EXERCISE> Starting at the row containing "The client would like bounding boxes around the bridge entrance" and ending at the last row below, reproduce every line, requests included, and offset each bounding-box coordinate in the answers by +60.

Stored items from a collection>
---
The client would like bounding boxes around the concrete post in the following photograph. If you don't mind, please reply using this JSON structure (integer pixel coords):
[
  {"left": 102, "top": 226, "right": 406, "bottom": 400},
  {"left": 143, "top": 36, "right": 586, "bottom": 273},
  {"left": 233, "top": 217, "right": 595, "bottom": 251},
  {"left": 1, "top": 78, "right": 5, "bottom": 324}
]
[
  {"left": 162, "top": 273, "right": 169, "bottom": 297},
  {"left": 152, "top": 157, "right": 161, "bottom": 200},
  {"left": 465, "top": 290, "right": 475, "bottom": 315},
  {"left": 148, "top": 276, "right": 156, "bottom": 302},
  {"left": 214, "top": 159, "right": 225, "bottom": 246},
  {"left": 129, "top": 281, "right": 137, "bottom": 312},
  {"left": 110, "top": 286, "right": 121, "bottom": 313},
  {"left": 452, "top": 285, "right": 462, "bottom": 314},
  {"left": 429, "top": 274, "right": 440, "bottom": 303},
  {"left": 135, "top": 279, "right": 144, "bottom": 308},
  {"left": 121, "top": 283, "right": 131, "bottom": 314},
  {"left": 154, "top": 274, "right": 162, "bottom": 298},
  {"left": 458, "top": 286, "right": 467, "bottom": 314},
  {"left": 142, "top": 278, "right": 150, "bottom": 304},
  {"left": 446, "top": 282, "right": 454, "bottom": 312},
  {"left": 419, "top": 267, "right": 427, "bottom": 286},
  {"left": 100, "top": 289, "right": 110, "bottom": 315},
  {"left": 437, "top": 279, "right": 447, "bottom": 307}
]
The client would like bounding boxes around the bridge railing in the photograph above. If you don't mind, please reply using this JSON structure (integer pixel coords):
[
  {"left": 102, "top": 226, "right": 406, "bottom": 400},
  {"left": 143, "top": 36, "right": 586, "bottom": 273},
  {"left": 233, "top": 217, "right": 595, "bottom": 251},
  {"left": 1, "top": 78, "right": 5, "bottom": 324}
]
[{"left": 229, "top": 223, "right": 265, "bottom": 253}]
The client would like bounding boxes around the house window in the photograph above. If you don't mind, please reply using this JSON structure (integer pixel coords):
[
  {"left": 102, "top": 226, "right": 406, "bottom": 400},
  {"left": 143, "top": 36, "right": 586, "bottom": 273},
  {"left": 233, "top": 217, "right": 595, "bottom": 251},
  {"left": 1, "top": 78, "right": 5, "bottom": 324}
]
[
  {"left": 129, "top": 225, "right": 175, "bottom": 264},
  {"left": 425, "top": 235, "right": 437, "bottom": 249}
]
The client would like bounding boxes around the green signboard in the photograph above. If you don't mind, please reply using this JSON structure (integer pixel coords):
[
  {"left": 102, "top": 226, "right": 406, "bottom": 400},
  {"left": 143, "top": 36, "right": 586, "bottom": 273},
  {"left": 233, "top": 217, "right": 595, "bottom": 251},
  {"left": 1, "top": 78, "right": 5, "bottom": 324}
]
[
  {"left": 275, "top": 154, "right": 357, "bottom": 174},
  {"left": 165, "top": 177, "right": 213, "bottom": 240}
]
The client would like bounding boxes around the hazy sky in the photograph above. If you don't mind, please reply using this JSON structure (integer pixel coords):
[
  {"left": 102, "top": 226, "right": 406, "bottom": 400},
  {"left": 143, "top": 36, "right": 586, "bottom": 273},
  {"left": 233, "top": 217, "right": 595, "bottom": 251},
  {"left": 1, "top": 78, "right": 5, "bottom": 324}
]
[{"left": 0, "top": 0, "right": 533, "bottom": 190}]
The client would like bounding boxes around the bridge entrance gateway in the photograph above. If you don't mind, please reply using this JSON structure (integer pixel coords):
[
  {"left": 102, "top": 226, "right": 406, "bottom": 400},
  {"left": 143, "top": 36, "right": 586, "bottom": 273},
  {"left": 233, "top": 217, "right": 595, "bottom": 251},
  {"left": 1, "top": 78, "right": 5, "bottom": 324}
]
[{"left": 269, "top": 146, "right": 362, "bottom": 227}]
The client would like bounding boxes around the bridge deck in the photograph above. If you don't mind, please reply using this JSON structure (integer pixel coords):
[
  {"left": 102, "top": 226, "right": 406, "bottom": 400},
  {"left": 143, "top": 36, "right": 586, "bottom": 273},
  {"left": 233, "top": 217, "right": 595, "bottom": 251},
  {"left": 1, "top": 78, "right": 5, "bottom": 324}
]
---
WRITTEN SOLUTION>
The client would like bounding boxes around the bridge entrance gateway in the photograph above. If you don't mind, please reply using this JSON structure (integer pixel coords):
[
  {"left": 102, "top": 226, "right": 406, "bottom": 400},
  {"left": 143, "top": 36, "right": 586, "bottom": 273},
  {"left": 233, "top": 217, "right": 595, "bottom": 251},
  {"left": 1, "top": 78, "right": 5, "bottom": 324}
]
[{"left": 329, "top": 206, "right": 422, "bottom": 287}]
The client would like bounding boxes around the bridge deck in the photograph above. If you don't mind, please reply using this JSON structure (integer pixel coords):
[
  {"left": 102, "top": 226, "right": 406, "bottom": 400},
  {"left": 143, "top": 36, "right": 586, "bottom": 273},
  {"left": 233, "top": 217, "right": 595, "bottom": 251},
  {"left": 1, "top": 78, "right": 5, "bottom": 324}
]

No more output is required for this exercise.